§ TASK OBJECTIVE: Please find each line in the records below that contains the string "plastic", matching case, and copy those lines.

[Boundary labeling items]
** BEGIN **
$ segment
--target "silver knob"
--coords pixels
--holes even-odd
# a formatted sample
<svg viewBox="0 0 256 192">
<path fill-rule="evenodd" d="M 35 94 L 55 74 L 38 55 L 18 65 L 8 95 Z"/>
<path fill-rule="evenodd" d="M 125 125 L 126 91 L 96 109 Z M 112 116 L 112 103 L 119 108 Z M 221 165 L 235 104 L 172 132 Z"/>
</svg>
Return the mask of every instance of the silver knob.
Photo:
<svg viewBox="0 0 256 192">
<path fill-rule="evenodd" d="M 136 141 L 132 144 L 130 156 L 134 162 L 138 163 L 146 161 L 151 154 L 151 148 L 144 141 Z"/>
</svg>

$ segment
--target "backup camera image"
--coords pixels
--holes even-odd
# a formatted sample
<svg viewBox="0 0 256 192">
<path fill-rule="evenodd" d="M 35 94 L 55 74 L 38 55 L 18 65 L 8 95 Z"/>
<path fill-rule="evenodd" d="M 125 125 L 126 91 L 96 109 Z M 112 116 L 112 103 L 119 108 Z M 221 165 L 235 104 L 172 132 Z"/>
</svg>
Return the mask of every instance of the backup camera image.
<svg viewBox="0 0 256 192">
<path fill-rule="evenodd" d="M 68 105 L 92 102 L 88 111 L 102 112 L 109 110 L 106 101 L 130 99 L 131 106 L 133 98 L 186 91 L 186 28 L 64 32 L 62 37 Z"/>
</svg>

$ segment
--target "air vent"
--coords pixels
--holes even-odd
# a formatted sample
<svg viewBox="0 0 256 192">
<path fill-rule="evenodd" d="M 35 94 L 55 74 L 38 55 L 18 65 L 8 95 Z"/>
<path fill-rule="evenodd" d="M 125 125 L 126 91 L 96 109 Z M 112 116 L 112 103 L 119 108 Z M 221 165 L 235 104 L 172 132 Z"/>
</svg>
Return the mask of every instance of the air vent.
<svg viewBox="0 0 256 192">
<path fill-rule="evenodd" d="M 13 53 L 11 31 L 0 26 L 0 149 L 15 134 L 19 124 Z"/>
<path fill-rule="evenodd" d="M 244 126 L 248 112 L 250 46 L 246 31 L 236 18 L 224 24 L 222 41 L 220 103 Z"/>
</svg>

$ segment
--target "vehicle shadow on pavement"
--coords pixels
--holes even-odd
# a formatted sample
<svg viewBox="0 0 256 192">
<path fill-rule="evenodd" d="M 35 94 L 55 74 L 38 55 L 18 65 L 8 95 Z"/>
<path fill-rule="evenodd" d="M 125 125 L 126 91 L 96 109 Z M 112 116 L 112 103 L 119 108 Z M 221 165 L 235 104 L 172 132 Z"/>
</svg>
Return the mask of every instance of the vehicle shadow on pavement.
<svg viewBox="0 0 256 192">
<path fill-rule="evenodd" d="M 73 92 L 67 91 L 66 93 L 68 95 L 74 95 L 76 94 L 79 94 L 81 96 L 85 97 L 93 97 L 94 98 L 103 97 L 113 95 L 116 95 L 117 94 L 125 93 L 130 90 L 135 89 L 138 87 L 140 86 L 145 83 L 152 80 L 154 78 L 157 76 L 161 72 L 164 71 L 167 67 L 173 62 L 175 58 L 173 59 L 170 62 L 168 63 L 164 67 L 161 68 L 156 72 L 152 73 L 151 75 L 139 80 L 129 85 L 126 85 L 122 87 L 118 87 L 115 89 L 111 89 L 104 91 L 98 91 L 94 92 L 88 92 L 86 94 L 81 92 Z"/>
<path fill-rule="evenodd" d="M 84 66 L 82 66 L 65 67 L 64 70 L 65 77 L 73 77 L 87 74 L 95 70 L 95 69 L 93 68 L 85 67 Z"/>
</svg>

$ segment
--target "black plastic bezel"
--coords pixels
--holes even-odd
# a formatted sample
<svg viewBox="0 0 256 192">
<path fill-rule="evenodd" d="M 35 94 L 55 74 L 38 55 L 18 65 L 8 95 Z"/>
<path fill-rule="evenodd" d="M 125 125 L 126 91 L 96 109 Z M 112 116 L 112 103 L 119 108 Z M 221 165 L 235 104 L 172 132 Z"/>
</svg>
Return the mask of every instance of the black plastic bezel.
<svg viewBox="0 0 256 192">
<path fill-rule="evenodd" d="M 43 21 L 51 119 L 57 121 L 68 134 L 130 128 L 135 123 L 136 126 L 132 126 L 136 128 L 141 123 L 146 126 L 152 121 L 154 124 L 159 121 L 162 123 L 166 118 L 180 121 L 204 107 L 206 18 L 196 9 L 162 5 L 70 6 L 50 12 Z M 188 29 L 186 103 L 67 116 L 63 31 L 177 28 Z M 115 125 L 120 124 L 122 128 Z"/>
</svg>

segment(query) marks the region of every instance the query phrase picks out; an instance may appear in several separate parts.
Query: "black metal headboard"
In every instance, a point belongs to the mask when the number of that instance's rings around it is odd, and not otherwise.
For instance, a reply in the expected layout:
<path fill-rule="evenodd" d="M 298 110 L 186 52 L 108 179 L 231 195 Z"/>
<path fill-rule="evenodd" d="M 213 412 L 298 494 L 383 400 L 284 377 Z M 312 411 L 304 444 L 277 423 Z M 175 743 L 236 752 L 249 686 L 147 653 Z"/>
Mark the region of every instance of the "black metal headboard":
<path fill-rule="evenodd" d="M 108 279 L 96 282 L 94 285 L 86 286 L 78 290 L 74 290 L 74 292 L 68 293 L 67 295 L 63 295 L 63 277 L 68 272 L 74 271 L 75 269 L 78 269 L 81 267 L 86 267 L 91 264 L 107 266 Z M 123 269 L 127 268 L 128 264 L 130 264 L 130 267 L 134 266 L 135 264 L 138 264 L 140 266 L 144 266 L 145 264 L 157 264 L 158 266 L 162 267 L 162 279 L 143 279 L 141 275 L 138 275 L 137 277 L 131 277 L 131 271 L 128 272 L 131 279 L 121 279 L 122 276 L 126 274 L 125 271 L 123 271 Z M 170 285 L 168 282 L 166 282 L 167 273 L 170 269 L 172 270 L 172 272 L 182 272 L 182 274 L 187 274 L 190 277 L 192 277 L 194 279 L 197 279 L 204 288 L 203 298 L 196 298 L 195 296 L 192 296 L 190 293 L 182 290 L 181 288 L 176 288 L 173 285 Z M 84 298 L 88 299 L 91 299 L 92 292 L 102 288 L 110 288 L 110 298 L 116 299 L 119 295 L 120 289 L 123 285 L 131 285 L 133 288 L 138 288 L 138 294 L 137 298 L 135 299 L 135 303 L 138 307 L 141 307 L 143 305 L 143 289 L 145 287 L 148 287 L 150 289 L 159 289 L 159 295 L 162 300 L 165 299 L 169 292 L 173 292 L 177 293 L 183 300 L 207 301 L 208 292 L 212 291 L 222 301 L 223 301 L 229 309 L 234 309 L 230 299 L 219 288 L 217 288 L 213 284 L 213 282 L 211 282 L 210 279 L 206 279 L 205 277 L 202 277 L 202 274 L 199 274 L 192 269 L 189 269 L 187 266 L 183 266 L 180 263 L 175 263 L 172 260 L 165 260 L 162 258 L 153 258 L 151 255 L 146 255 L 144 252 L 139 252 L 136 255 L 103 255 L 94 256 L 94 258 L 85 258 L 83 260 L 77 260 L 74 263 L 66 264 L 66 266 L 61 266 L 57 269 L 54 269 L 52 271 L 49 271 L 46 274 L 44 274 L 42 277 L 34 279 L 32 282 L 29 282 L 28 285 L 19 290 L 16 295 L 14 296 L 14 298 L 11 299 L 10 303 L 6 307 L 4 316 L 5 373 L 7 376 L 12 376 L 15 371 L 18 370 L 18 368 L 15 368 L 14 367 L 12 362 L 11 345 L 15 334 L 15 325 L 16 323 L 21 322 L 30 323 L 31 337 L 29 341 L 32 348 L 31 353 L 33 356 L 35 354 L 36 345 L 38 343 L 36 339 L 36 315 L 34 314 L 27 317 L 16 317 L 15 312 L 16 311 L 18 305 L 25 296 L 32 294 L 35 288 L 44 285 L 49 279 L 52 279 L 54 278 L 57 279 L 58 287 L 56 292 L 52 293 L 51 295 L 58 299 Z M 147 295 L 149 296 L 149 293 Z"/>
** END **
§ OUTPUT:
--target "black plastic bezel"
Return the mask of every instance of the black plastic bezel.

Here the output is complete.